**SUPPLIED RECORDS:**
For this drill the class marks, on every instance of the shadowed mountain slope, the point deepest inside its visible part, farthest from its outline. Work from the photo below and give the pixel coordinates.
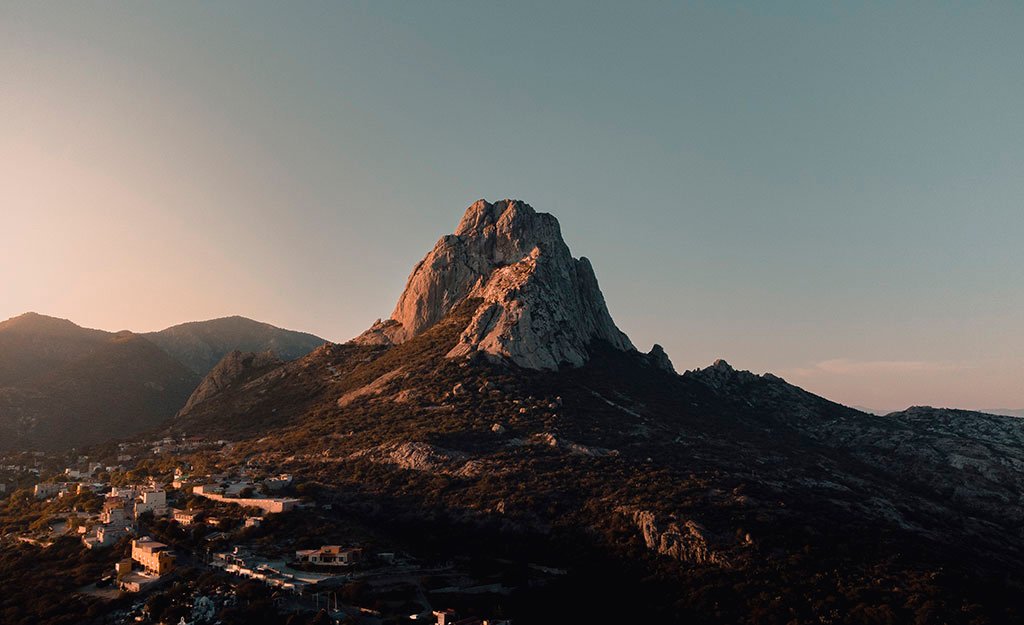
(733, 497)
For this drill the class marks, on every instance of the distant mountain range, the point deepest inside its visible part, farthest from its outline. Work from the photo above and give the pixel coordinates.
(500, 394)
(1006, 412)
(62, 385)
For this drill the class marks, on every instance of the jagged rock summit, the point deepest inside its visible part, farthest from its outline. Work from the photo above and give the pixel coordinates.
(541, 307)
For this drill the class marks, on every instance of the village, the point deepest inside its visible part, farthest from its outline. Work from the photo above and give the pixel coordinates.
(245, 526)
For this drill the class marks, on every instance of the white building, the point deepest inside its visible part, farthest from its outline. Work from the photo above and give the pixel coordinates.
(152, 501)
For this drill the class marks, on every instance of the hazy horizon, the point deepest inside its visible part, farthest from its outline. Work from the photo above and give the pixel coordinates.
(830, 194)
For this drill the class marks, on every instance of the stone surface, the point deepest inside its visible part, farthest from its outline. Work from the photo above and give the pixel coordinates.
(541, 307)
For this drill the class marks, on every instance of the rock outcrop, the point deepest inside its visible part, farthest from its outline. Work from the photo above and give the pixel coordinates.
(686, 541)
(541, 307)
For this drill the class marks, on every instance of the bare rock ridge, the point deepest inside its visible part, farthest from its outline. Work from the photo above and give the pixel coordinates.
(541, 307)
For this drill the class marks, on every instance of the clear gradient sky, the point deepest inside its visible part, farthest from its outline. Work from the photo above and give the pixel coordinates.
(830, 192)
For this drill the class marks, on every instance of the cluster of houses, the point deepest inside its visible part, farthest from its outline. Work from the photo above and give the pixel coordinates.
(150, 565)
(121, 508)
(274, 573)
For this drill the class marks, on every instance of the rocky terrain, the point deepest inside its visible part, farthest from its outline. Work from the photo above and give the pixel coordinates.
(501, 397)
(540, 307)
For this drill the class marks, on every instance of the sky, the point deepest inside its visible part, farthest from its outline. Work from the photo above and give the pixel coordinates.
(830, 192)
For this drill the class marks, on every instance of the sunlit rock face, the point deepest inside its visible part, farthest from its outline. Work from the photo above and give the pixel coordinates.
(541, 307)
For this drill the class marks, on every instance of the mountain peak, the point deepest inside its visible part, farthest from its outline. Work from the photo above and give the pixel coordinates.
(540, 307)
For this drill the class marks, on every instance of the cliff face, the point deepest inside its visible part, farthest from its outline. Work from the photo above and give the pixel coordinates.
(541, 307)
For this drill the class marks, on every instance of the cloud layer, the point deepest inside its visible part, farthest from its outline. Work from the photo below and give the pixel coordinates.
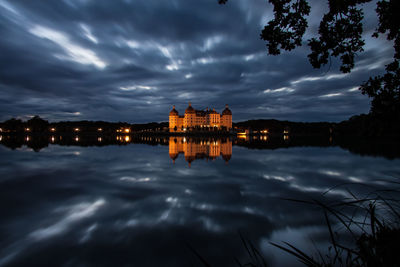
(132, 60)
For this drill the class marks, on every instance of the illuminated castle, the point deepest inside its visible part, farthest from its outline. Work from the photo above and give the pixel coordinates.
(199, 119)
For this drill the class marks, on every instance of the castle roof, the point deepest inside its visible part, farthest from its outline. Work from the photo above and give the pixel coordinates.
(227, 111)
(190, 109)
(173, 111)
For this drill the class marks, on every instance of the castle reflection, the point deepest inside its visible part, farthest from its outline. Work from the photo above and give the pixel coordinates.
(193, 149)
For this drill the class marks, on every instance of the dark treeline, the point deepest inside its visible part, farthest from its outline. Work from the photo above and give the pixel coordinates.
(39, 125)
(364, 125)
(383, 147)
(278, 127)
(360, 125)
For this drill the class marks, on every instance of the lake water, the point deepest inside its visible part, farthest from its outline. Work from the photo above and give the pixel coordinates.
(159, 201)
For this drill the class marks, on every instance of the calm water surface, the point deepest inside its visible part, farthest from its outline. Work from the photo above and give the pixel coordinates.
(142, 205)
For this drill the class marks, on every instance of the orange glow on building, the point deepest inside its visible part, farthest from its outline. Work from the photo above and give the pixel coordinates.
(199, 119)
(193, 150)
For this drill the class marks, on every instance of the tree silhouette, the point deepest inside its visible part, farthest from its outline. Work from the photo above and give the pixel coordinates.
(340, 36)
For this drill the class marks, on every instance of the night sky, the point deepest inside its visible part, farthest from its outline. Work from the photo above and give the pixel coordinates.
(132, 60)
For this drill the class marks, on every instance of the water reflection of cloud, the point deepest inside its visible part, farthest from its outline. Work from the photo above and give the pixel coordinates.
(76, 213)
(133, 179)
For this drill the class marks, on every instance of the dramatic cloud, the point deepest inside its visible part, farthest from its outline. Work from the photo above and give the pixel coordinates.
(132, 60)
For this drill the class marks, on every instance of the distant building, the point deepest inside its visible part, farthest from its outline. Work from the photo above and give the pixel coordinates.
(199, 119)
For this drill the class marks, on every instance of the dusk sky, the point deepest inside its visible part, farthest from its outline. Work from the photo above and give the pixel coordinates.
(132, 60)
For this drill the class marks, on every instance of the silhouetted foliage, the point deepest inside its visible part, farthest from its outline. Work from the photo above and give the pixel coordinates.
(340, 35)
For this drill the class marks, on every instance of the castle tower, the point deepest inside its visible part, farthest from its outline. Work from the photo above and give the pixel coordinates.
(190, 117)
(226, 118)
(173, 120)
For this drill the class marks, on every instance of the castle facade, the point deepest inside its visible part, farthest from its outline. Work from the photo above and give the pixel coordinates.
(199, 119)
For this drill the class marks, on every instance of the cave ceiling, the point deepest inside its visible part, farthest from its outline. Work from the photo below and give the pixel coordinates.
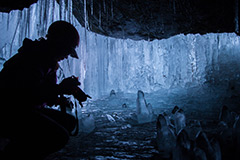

**WRITTEN REQUEST:** Find every line in the records above that contains the word "below", and copy each of those lines out in full.

**WORKED ANSWER:**
For this drill the class marks, on every instance of the shadowed mountain slope, the point deepest inside its visible part, farthest from its outline. Work from the photo below and give the pixel coordinates.
For this drill the class marks, on every instance of the cloud layer, the point deepest inside its visible part, farthest from its outline. Work from the photo below and give the pixel coordinates.
For this drill the class marks, on every instance of the cave ceiling, the point deepest inside its visible part, farthest from its outline. Work from the photo below and give the pixel coordinates.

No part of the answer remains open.